> [Information shown]:
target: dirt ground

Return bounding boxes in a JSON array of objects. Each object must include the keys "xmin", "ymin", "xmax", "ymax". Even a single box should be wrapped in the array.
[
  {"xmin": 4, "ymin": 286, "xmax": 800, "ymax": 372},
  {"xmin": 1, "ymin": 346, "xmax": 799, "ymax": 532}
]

> [Problem statement]: An identical copy of the entries above is the expected result.

> [Result for this exercise]:
target: dirt ground

Return bounding boxes in a JSON array of objects. Each object must include the keys "xmin", "ymin", "xmax", "ymax". Even a single box should be wrapped in the array.
[
  {"xmin": 4, "ymin": 286, "xmax": 800, "ymax": 372},
  {"xmin": 1, "ymin": 346, "xmax": 799, "ymax": 532}
]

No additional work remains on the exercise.